• Problem 1: Extract the lines of the records from the line containing "-- sample [4,100]." through the end of the records, inclusive, and reproduce them exactly.

• Supplied text:

--- begin ---

# "Rene Barton"



## john b (Jun 11, 2003)

Hi gang, I just came across a fellow on eBay operating out of Germany who is selling mostly Elysee and this "Rene Barton" brand. Some of the models are quite attractive. I've never purchased anything via that route and have never heard of "Rene Barton." Anyone know anything about that brand.

Thanks,

John B (California)


----------



## Andy (Feb 23, 2003)

Any chance you could post a relevant link.

You will get an honest opinion here be in no doubt.


----------



## Mrcrowley (Apr 23, 2003)

Too right.

I can't find the page-maybe doing it wrong.

As Andy said, post a link or pic. I've never heard of 'em. Just don't use Paypal.....


----------



## john b (Jun 11, 2003)

Even "off line" i'm getting warnings not to use PayPal. I was just surfing and I did't and don't intend to buy anything from this fellow on ebay; was just curious about the brand. I think his seller name was WATCH-HEAVEN


----------



## Paul (Mar 2, 2003)

Hi all,

Not exactly my sort of thing. Worth a risk at that price?

Rene Barton on Ebay

Paul D


----------



## Mrcrowley (Apr 23, 2003)

NO!!


----------



## Garry (Feb 25, 2003)

Never heard of them!

G.


----------

--- end ---

• Raw records:
--- begin ---

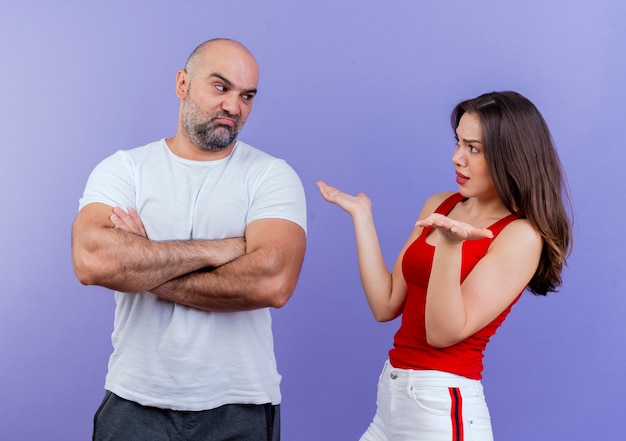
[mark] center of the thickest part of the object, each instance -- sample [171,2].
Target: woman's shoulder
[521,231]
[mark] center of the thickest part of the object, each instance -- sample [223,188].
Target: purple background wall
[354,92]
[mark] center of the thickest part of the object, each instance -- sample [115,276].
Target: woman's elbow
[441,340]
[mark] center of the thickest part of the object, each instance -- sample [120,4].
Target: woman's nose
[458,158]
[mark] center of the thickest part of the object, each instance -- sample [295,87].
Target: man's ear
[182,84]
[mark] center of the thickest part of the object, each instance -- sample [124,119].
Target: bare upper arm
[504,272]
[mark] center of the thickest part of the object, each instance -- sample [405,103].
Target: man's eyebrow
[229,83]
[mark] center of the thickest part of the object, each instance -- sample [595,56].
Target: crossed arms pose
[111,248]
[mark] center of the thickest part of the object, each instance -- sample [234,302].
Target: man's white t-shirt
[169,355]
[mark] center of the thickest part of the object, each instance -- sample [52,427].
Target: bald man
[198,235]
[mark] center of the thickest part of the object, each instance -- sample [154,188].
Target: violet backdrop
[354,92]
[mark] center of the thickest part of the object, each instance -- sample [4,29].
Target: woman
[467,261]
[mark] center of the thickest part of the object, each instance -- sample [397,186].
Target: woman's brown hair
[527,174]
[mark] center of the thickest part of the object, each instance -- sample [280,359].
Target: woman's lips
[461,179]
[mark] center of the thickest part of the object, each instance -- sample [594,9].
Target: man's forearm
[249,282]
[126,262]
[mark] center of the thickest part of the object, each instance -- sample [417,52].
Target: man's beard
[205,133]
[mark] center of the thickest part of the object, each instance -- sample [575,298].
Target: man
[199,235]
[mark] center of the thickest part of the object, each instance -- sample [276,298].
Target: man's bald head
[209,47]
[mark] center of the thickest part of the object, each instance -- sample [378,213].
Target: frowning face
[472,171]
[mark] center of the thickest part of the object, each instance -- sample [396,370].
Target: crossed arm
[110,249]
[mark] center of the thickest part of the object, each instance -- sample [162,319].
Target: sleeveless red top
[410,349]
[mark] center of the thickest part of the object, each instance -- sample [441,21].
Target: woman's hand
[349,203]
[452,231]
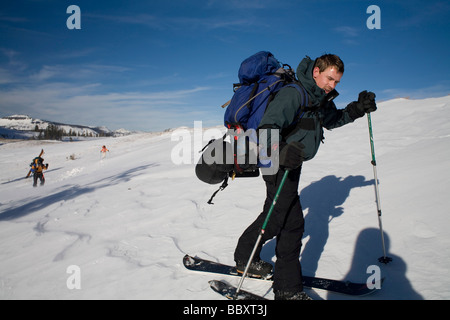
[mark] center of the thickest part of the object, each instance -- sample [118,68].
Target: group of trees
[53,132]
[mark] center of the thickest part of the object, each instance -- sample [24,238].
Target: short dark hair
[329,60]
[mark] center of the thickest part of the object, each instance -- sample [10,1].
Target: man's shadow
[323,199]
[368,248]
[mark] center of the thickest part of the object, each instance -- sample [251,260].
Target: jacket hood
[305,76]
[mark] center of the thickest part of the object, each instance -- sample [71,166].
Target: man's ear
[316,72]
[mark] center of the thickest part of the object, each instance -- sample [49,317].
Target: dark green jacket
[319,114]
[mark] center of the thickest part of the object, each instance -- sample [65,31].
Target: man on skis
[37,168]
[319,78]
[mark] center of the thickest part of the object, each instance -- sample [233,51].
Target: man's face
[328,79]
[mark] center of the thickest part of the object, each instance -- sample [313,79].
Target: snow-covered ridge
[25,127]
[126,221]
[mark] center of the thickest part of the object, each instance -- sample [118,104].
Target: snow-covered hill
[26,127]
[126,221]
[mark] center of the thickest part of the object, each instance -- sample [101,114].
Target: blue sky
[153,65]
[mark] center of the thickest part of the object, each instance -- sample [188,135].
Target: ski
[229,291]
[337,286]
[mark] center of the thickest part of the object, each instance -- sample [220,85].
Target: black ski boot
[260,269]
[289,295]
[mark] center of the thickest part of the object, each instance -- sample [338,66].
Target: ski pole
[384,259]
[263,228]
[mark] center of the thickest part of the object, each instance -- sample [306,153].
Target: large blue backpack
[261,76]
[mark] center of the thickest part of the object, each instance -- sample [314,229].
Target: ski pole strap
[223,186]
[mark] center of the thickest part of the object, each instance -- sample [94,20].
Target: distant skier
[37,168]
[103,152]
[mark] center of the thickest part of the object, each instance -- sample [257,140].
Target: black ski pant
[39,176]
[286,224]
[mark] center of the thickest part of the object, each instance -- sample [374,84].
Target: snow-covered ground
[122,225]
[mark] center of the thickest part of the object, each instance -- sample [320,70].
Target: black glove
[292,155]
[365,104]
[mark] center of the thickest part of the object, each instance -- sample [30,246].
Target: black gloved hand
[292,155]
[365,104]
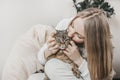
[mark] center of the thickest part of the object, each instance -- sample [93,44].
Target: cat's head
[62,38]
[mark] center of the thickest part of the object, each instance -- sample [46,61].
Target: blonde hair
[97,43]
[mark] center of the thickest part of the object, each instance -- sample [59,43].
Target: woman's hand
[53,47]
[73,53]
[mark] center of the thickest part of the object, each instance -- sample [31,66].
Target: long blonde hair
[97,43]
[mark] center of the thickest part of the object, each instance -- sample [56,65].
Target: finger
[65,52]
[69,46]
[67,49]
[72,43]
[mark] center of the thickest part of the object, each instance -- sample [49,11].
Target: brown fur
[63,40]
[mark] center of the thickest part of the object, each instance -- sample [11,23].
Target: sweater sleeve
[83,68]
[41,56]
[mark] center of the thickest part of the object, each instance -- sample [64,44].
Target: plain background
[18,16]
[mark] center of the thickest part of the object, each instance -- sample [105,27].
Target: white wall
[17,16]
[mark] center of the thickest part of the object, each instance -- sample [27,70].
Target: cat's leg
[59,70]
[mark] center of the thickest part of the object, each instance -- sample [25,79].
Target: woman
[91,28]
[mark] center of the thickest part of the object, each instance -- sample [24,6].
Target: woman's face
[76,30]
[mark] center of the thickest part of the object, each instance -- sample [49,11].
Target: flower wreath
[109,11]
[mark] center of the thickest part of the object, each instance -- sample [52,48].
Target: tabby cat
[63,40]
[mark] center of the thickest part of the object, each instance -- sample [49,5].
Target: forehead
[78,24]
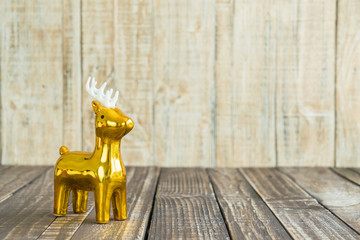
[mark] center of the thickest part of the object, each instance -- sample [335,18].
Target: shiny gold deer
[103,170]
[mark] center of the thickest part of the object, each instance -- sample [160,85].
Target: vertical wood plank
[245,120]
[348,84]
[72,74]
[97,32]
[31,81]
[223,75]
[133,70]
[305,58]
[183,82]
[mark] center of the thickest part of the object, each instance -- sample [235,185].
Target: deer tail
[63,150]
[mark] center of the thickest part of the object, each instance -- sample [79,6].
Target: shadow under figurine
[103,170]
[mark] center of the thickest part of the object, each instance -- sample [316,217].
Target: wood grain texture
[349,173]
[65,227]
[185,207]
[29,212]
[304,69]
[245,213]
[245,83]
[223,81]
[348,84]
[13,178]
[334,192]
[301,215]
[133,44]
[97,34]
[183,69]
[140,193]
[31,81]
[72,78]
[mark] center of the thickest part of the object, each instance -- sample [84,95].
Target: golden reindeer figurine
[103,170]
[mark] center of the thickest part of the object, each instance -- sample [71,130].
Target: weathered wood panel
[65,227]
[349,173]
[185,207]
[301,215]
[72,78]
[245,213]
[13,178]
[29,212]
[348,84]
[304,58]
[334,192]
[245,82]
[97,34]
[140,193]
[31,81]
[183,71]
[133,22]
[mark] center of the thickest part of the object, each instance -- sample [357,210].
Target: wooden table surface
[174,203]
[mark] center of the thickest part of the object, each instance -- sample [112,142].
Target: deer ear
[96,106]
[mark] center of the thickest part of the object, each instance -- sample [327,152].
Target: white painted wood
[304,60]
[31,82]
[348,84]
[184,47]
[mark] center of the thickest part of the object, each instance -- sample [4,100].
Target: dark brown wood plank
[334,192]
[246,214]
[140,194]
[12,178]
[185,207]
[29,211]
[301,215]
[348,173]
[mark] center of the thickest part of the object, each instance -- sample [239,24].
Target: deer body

--- end ---

• Problem 2: Copy the part of the Rene Barton thread between "Hi gang, I just" and "a relevant link.", inclusive, with no changes.

• Full solution 1:
[mark] center of the thickest part of the object, each instance -- sample [4,100].
Target: dark brown wood plank
[334,192]
[246,214]
[140,194]
[12,178]
[185,207]
[29,211]
[301,215]
[348,173]
[mark] center of the thickest part of the object, each instance -- sample [239,24].
Target: deer body

• Full solution 2:
Hi gang, I just came across a fellow on eBay operating out of Germany who is selling mostly Elysee and this "Rene Barton" brand. Some of the models are quite attractive. I've never purchased anything via that route and have never heard of "Rene Barton." Anyone know anything about that brand.

Thanks,

John B (California)


----------



## Andy (Feb 23, 2003)

Any chance you could post a relevant link.